> _Cuplikan Halaman_:

SUARAPELOSOK.COM, PADANG – Jumlah korban yang meninggal dunia akibat erupsi Gunung Marapi di Sumatra Barat terus bertambah. Menurut laporan Basarnas, total korban meninggal kini berjumlah 22 orang.
Jumlah korban meninggal bertambah karena pada Selasa (05/12), Basarnas telah menemukan sembilan dari 10 korban yang sebelumnya dilaporkan hilang.
“Sembilan dari 10 orang yang dilaporkan tadi siang telah ditemukan dalam keadaan meninggal dunia,” kata kata Juru Bicara Basarnas Arief Pratama.
Arief berkata, Basarnas dan tim gabungan akan melanjutkan pencarian pada Rabu besok untuk satu korban yang belum ditemukan.
Arief menambahkan dari total 22 korban meninggal itu, 13 di antaranya sudah berada di rumah sakit. Adapun sembilan jenazah yang baru ditemukan masih dalam proses evakuasi.
Peristiwa erupsi Gunung Marapi berdampak pada 75 pendaki. Rinciannya adalah:
40 orang telah dievakuasi dan kembali ke rumah masing-masing
22 orang ditemukan meninggal dunia
12 korban luka-luka menjalani perawatan di rumah sakit
1 orang masih dalam pencarian
Sebelumnya, Kepala Basarnas Padang, Abdul Malik, pada Selasa siang menyatakan tim gabungan menemukan dua pendaki dalam kondisi meninggal.
“Saat ini sampai pukul 12 [siang], [korban meninggal] sudah di-packing, sudah dimasukkan ke body bag, sudah proses evakuasi,” kata Abdul Malik saat ditemui wartawan Halbert Caniago yang melaporkan untuk BBC News Indonesia di kaki Gunung Marapi, Sumatra Barat.

> _Soal Latihan_:
A: Menurut artikel tentang erupsi Gunung Marapi, berapa jumlah pendaki yang terdampak peristiwa tersebut?
B: Tentukan apakah setiap pernyataan berikut sesuai dengan artikel tentang erupsi Gunung Marapi, lalu jawab ya atau tidak disertai kutipan persis dari artikel yang menjadi dasarnya. (i) Basarnas telah menemukan sembilan dari sepuluh korban yang sebelumnya dilaporkan hilang. (ii) Seluruh 22 korban meninggal sudah berada di rumah sakit. (iii) Korban luka-luka berjumlah 12 orang dan dirawat di rumah sakit.
C: Salin persis bagian artikel tentang erupsi Gunung Marapi mulai dari "SUARAPELOSOK.COM, PADANG –" hingga "berjumlah 22 orang.", termasuk kedua batas tersebut.

> _Satu blok data_:

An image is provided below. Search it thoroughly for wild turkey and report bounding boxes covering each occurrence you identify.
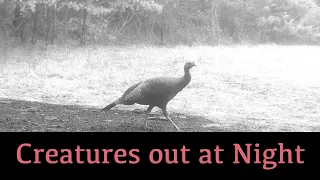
[101,62,196,131]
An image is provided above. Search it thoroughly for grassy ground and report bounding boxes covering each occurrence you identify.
[0,46,320,131]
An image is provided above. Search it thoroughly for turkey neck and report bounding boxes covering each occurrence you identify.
[181,68,191,88]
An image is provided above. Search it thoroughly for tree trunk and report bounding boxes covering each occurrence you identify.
[31,4,39,44]
[81,8,88,45]
[50,4,57,45]
[13,2,26,44]
[46,6,51,45]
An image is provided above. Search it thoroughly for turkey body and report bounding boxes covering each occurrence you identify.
[101,62,195,131]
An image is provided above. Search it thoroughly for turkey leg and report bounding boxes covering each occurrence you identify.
[144,105,154,130]
[162,108,182,132]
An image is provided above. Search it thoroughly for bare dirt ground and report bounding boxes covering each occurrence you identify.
[0,98,225,132]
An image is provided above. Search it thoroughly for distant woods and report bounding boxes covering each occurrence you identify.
[0,0,320,45]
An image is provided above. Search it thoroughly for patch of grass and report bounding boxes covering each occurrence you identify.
[0,46,320,131]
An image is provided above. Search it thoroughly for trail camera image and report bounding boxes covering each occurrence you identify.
[0,0,320,132]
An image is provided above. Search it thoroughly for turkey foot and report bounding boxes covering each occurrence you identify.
[161,107,182,132]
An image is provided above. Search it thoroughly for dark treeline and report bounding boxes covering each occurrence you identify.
[0,0,320,45]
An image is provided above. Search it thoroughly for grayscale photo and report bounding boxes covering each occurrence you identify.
[0,0,320,132]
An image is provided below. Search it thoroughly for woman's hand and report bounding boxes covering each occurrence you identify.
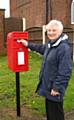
[51,89,60,96]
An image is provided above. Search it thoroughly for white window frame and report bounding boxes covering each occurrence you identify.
[71,0,74,24]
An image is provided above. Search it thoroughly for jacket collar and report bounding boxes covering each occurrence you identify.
[48,34,68,48]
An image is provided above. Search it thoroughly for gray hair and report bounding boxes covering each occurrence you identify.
[46,20,63,32]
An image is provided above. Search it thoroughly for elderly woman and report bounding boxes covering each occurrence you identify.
[21,20,72,120]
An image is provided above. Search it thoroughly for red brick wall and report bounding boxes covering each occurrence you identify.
[10,0,72,28]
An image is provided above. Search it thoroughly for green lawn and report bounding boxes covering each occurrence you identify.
[0,52,74,114]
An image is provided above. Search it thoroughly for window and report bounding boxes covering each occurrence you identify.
[71,0,74,24]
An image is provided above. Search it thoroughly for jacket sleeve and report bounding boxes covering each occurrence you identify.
[53,44,72,91]
[28,42,46,55]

> _Jawaban Berurutan_:
A: 75 pendaki.

B:
(i) Ya: "Basarnas telah menemukan sembilan dari 10 korban yang sebelumnya dilaporkan hilang"
(ii) Tidak: "13 di antaranya sudah berada di rumah sakit"
(iii) Ya: "12 korban luka-luka menjalani perawatan di rumah sakit"

C:
SUARAPELOSOK.COM, PADANG – Jumlah korban yang meninggal dunia akibat erupsi Gunung Marapi di Sumatra Barat terus bertambah. Menurut laporan Basarnas, total korban meninggal kini berjumlah 22 orang.